__EXERCISE DESCRIPTION__. Please count the lines below that contain the string "pine", treating uppercase and lowercase as different, and give only that number.

__STORED RECORDS__.
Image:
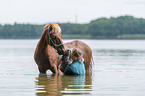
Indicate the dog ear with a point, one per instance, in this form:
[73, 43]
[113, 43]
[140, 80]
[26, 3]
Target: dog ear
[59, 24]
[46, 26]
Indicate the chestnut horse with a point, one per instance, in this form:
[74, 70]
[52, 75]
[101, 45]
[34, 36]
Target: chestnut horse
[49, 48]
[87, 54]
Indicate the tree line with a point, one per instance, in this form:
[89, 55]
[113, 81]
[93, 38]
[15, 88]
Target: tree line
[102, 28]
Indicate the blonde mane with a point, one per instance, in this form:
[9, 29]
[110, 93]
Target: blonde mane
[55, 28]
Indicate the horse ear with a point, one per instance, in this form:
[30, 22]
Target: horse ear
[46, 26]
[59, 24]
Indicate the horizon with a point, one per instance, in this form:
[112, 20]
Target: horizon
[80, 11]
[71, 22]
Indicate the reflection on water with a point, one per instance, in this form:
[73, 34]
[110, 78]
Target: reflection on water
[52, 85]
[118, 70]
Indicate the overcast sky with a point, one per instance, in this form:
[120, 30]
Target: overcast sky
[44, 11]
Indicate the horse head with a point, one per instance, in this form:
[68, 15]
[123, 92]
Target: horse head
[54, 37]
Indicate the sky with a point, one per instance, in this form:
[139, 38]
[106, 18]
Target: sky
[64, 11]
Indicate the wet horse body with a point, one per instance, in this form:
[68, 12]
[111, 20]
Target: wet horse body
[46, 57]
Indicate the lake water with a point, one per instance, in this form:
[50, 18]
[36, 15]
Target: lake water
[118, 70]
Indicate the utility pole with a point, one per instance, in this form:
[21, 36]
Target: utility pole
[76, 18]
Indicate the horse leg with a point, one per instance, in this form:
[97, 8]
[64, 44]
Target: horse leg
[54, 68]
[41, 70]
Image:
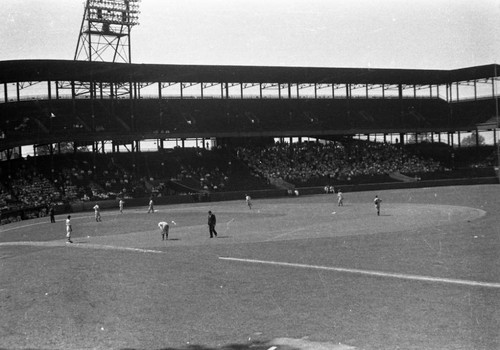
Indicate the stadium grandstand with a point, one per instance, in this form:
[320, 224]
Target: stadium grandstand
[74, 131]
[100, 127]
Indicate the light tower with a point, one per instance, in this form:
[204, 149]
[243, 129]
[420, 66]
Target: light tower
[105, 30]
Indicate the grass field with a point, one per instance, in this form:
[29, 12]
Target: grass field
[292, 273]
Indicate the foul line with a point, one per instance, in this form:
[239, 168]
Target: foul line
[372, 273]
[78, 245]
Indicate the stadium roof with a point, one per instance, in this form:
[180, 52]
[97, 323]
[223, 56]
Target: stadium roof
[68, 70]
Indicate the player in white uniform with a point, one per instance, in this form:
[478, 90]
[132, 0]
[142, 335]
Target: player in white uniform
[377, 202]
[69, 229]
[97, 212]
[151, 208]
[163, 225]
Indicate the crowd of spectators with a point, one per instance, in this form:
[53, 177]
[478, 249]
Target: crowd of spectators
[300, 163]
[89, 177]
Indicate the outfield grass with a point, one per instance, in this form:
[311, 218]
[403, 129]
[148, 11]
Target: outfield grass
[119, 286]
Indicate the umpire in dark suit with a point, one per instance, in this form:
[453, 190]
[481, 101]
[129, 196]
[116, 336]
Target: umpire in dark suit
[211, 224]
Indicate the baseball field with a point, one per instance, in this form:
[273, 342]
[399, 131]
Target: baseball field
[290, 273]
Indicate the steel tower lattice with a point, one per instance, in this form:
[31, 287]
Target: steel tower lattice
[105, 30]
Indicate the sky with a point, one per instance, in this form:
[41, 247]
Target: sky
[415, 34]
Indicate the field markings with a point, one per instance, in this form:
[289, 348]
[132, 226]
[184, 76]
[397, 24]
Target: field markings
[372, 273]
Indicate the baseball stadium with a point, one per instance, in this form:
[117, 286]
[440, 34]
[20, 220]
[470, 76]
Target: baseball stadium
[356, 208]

* * *

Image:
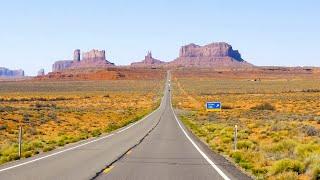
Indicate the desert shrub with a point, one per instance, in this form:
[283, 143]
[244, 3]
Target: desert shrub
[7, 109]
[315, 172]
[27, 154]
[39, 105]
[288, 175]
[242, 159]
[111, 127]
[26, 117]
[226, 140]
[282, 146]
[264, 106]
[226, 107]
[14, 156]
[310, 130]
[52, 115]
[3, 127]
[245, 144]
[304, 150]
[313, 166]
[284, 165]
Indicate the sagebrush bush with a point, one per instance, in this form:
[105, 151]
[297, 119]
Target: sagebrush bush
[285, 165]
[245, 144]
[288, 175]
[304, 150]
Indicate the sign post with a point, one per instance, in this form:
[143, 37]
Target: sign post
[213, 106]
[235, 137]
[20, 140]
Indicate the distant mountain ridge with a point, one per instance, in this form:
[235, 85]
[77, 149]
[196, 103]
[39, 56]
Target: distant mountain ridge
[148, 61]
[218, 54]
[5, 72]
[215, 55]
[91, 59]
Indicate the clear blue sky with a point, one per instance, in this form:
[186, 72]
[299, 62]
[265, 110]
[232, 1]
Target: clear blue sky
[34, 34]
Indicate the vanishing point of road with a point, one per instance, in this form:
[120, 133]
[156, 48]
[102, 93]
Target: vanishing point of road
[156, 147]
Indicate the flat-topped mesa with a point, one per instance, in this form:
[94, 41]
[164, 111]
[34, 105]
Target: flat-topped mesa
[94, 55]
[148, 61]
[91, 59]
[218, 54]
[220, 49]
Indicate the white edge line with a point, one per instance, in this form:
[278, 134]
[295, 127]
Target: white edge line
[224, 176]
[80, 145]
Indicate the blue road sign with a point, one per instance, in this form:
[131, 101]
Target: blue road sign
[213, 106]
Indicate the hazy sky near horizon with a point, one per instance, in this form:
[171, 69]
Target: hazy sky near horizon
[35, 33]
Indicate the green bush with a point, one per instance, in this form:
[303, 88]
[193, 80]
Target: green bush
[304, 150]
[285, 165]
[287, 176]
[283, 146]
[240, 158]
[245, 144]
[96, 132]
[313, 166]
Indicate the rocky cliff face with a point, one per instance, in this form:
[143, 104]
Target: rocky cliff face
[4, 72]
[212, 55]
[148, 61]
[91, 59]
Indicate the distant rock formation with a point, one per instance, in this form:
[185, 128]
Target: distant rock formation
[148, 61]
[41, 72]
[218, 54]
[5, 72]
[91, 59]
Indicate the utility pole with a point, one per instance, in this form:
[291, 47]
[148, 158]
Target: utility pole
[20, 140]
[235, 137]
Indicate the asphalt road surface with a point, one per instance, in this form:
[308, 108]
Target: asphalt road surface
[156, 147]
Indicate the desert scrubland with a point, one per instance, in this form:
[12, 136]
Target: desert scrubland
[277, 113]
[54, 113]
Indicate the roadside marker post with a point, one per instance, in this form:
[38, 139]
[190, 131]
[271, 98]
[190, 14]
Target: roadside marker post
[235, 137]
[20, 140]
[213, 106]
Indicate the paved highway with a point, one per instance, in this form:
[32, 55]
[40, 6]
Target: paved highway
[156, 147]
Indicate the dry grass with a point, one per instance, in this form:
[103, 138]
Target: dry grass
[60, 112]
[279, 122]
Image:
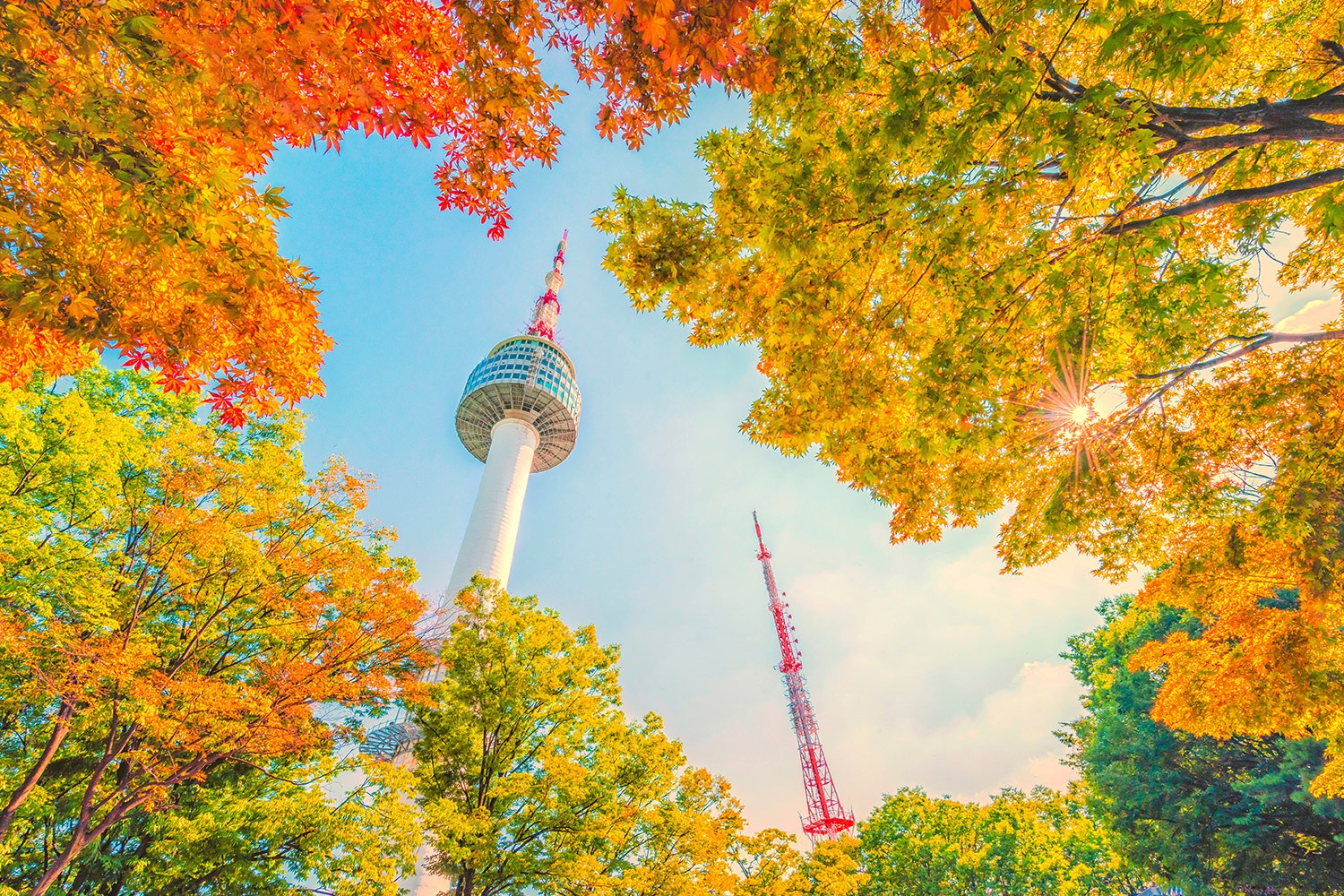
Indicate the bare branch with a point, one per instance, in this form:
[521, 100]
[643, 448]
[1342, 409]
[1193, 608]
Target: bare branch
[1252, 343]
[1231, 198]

--

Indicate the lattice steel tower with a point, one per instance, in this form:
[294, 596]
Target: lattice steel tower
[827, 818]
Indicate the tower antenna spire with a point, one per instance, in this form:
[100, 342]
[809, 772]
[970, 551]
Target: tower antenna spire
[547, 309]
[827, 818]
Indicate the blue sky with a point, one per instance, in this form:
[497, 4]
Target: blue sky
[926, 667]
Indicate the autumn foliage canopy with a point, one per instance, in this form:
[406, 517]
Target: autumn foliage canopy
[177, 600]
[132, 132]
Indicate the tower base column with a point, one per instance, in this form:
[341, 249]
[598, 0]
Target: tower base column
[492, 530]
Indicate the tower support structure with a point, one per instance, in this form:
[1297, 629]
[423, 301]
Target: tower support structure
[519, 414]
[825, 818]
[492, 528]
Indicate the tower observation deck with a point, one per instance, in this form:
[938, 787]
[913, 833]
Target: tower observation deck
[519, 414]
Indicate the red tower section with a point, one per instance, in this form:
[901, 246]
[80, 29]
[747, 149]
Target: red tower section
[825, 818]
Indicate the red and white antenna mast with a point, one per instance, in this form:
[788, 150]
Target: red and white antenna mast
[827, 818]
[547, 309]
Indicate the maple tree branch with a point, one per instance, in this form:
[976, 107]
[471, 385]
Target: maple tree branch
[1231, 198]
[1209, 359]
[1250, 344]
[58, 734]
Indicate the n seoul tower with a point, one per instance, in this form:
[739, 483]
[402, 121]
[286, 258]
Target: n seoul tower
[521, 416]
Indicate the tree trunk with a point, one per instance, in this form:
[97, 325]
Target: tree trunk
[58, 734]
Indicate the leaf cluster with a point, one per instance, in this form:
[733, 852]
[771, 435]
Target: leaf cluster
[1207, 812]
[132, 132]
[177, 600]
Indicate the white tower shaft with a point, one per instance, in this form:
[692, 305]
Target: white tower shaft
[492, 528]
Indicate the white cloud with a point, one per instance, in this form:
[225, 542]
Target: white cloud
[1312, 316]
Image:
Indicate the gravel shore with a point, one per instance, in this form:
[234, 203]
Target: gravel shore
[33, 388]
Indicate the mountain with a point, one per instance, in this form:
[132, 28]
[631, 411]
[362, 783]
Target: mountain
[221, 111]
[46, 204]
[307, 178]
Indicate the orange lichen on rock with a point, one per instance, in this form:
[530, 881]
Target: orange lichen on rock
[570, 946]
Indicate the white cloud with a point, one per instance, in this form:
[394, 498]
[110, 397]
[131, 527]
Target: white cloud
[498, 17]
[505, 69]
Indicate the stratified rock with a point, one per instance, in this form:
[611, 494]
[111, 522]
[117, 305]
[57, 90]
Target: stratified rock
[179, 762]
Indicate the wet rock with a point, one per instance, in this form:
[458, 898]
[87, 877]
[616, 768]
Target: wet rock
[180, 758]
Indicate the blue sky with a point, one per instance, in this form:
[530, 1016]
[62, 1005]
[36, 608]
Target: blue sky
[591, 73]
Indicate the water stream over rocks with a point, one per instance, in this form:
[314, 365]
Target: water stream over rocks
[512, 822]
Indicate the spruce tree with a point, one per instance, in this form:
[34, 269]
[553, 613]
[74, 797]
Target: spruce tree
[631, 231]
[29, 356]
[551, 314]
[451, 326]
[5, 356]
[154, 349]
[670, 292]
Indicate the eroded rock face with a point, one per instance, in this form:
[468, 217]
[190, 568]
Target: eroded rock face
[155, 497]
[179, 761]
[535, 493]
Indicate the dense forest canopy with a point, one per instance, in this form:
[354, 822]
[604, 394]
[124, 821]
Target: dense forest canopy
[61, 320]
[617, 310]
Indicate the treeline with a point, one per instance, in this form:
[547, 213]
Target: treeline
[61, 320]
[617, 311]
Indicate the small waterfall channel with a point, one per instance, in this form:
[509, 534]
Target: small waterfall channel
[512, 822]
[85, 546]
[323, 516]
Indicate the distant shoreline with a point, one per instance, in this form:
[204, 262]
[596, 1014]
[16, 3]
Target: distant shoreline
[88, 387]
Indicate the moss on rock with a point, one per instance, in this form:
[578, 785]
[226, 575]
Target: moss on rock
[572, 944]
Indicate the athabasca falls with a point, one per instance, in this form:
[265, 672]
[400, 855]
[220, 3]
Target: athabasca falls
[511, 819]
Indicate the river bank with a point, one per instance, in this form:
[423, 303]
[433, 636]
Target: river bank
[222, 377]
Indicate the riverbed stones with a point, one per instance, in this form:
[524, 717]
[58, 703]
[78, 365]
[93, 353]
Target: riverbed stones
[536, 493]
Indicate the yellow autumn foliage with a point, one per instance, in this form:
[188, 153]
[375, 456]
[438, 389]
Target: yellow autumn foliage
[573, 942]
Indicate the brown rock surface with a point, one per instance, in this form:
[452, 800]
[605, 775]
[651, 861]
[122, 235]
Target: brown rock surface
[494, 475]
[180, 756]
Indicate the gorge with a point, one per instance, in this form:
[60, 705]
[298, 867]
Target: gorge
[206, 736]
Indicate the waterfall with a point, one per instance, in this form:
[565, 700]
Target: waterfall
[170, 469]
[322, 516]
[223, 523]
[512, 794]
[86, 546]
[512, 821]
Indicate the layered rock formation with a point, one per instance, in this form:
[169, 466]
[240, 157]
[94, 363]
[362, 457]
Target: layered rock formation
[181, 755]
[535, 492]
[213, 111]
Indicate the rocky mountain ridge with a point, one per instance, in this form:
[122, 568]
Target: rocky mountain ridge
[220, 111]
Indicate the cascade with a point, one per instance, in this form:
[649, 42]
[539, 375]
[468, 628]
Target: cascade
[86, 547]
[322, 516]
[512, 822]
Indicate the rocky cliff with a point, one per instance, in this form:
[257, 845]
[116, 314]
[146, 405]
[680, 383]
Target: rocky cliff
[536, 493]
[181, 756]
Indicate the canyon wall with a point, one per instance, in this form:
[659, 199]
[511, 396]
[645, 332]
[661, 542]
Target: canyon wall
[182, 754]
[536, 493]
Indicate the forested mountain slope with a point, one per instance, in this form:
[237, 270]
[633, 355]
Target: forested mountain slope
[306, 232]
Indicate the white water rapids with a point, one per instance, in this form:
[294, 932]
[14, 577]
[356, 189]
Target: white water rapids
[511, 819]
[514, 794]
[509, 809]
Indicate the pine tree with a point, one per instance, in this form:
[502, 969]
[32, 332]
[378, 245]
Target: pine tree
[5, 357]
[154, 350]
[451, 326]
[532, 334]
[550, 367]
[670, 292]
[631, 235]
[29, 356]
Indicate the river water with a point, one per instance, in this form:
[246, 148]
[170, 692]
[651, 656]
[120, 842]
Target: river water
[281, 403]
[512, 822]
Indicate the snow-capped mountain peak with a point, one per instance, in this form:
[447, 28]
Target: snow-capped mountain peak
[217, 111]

__PROBLEM SOLUTION__. 2